- _Given text_:
I like to optimize my working methods as much as I can. It’s really awesome when I can find even a small way to improve my working methods, thus saving some time while doing so.

One part of this process is learning new stuff about the productivity all the time. My preferred way of doing this is by reading books.

However, sometimes things didn’t work out as I hoped and this happened especially when I was implementing what I had learned in practice.

Naturally, this made me confused and sometimes even annoyed: I had spent time reading and learning something, which didn’t work in a real life scenario.

So the question was: Was I reading the books for nothing, if they didn’t work out the way I hoped?

“How you do it” is only one part of the package.

What I realized was that I was seeing only one part of the “package.”

You see, I was emphasizing the “how” part of the solution. And although the “how” gives you the step-by-step instructions, it’s not enough: it’s just one part of the bigger picture.

I knew that in order to master a new technique, I also had to change the ways I implemented the technique in my everyday life.

I also realized that I couldn’t just extract the “how” out of the big picture and ignore the other important areas of the technique at the same time.

This would just leave me confused – and annoyed – when something promised wasn’t working.

Are you too unfocused?

When I started to analyze why something worked and why something didn’t, I finally realized what was causing the unsatisfactory results: the focus.

First of all, my focus was too narrow, when I was just trying to implement the “how.” In the process, I had missed the other critical questions I had to ask myself when implementing the new way of working.

On the other hand, the lack of focus was also the reason why I wasn’t getting the results I was supposed to have: I let the distractions to overtake my concentration and this made it more difficult to implement the learned stuff in practice.

So, now that I knew the reasons – focus which was too narrow and lack of concentration. I had to find a way to fix the situation and rethink my working methods by asking two important questions.

Why it’s not enough to ask “how”?

Instead of just focusing on the “how,” I also had to know the “when” and “where.” I knew that if I was able to answer those three questions, I would be able to implement these new strategies successfully in practice.

For instance, one of the great productivity techniques is to plan your day and your week in advance. Now, I could be just focusing on the “how” part, but without proper focus – by answering when and where – I wouldn’t be able to do this plan successfully.

If I would just try to do the planning when there is television making noise on the background, my son hanging on my sleeve or my wife talking to me at the same time, it would be obvious that I wouldn’t be successful with my planning.

- _Exercise requirements_:
A – Transcribe the passage on productivity word for word, starting with "I like to optimize" and going on through "of the package.".
B – Format as a JSON list of strings the lines of the rows, starting with the line with "Exercise. Put one point on every instance of the scarf" and going on through the last line of the rows. Use one string per line and leave out blank lines.
The passage on productivity has no connection to the rows.

- _Listed entries_:
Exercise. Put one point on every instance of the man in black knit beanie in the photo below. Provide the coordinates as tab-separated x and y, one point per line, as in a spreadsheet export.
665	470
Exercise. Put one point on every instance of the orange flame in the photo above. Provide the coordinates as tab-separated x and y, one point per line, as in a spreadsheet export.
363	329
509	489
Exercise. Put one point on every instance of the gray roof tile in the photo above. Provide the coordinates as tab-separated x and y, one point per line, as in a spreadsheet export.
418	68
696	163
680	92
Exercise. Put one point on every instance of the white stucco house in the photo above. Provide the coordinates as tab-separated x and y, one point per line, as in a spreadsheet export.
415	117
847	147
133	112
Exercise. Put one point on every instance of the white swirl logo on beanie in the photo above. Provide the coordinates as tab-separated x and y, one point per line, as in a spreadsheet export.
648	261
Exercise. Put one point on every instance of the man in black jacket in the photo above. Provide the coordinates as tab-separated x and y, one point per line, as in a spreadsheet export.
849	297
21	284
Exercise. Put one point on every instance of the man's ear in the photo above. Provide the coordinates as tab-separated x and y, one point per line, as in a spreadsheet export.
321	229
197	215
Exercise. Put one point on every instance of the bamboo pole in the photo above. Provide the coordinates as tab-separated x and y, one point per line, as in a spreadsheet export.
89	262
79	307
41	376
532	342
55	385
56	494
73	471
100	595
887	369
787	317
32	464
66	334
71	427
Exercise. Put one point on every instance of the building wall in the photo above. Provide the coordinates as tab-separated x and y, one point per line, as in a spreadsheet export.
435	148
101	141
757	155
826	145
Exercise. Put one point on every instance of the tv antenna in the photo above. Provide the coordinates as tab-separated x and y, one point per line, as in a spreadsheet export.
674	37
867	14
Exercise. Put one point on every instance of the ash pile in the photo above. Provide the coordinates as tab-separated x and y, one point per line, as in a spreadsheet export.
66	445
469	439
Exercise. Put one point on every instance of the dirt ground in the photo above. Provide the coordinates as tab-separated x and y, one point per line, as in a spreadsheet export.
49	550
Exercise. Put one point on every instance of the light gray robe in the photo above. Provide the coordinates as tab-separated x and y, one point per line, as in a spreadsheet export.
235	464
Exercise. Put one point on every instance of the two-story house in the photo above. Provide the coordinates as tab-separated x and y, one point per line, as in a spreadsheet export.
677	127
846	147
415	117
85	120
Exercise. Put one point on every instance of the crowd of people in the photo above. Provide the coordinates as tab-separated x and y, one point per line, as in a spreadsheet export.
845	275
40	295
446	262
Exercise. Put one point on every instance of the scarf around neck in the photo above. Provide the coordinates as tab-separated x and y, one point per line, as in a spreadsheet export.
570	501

- _Results in order_:
A –
I like to optimize my working methods as much as I can. It’s really awesome when I can find even a small way to improve my working methods, thus saving some time while doing so.

One part of this process is learning new stuff about the productivity all the time. My preferred way of doing this is by reading books.

However, sometimes things didn’t work out as I hoped and this happened especially when I was implementing what I had learned in practice.

Naturally, this made me confused and sometimes even annoyed: I had spent time reading and learning something, which didn’t work in a real life scenario.

So the question was: Was I reading the books for nothing, if they didn’t work out the way I hoped?

“How you do it” is only one part of the package.

B –
[
  "Exercise. Put one point on every instance of the scarf around neck in the photo above. Provide the coordinates as tab-separated x and y, one point per line, as in a spreadsheet export.",
  "570\t501"
]